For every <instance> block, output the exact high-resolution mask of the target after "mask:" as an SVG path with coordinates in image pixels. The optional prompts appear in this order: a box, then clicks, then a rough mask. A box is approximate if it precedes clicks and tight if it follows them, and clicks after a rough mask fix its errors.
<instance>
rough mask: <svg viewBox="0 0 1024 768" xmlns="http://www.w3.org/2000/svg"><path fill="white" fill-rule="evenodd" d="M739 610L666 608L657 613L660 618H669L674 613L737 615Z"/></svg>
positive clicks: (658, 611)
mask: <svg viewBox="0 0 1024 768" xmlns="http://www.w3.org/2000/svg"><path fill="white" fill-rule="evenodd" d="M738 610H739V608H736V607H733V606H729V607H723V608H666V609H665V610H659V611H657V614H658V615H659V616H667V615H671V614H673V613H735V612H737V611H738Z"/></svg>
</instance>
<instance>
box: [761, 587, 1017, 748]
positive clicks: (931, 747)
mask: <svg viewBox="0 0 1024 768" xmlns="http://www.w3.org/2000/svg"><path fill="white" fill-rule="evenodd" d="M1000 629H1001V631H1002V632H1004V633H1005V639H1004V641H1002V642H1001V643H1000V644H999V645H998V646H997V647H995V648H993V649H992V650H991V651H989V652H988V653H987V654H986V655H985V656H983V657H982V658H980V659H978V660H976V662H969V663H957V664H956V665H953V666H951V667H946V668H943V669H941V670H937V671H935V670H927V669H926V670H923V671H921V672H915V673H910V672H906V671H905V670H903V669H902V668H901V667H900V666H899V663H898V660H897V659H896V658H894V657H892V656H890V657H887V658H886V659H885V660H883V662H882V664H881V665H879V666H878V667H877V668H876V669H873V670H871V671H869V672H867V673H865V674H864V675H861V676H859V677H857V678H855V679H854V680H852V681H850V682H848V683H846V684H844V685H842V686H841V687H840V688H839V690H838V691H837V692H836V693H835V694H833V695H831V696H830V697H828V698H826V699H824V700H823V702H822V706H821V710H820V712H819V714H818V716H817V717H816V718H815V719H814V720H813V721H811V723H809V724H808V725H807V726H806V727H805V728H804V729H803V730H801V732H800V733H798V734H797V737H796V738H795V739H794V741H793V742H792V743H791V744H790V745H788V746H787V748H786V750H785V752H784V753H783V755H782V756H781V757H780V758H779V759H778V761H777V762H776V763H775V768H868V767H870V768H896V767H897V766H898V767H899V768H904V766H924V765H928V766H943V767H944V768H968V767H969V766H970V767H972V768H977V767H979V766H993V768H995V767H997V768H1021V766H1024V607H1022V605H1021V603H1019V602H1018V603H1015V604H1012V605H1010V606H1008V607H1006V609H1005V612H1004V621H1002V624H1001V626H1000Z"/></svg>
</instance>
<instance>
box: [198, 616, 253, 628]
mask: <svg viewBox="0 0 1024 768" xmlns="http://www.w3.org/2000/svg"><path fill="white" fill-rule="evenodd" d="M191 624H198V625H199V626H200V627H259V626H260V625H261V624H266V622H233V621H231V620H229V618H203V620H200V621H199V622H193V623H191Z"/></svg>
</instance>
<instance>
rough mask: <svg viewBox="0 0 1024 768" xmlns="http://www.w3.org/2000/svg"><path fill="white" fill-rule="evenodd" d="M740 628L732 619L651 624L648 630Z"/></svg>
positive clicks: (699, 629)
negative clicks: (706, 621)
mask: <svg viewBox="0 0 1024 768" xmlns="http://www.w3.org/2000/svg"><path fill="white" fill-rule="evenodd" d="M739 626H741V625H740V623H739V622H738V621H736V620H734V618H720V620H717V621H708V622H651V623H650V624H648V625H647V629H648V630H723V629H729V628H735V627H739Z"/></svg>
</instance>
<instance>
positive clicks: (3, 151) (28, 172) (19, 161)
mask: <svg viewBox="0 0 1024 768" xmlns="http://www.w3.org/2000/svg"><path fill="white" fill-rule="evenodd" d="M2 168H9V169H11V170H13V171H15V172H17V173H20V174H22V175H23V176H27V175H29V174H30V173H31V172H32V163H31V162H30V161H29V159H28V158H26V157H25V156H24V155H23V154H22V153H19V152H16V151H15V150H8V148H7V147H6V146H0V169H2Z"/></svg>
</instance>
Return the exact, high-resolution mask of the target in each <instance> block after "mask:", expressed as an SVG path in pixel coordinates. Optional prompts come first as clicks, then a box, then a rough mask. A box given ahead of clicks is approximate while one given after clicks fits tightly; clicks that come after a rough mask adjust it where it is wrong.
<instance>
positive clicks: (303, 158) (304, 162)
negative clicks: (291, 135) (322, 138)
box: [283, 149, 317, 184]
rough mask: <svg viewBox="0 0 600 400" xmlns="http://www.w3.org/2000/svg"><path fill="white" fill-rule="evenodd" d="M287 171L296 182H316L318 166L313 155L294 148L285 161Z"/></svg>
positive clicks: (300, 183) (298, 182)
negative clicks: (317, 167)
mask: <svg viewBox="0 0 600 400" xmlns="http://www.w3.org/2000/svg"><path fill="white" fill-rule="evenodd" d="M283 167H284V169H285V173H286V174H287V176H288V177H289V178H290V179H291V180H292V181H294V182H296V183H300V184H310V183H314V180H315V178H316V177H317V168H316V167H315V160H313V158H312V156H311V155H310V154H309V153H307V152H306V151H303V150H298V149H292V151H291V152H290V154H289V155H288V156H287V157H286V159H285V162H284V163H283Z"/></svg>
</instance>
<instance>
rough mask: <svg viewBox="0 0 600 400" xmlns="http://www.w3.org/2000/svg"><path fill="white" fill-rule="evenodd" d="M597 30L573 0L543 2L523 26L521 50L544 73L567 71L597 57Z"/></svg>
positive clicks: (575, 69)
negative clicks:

_WORK TASK_:
Reproduce exactly, and only, the lines from the start of the entries through the one that contains "box: [761, 587, 1017, 748]".

_RESPONSE TO THE EXERCISE_:
For every <instance> block, output the exact high-resolution mask of the target after "mask:" as an SVG path with coordinates in image pixels. The optional prompts appear in this order: a box, then clicks, then a rough mask. A box is approximate if it precedes clicks and tight if it follows them, and clicks after a rough mask fix its errors.
<instance>
rough mask: <svg viewBox="0 0 1024 768" xmlns="http://www.w3.org/2000/svg"><path fill="white" fill-rule="evenodd" d="M739 610L666 608L657 613L660 618H669L674 613L737 615Z"/></svg>
positive clicks: (658, 611)
mask: <svg viewBox="0 0 1024 768" xmlns="http://www.w3.org/2000/svg"><path fill="white" fill-rule="evenodd" d="M738 610H739V608H736V607H733V606H729V607H723V608H666V609H665V610H659V611H657V614H658V615H659V616H667V615H671V614H673V613H735V612H737V611H738Z"/></svg>
</instance>
<instance>
box: [761, 587, 1017, 748]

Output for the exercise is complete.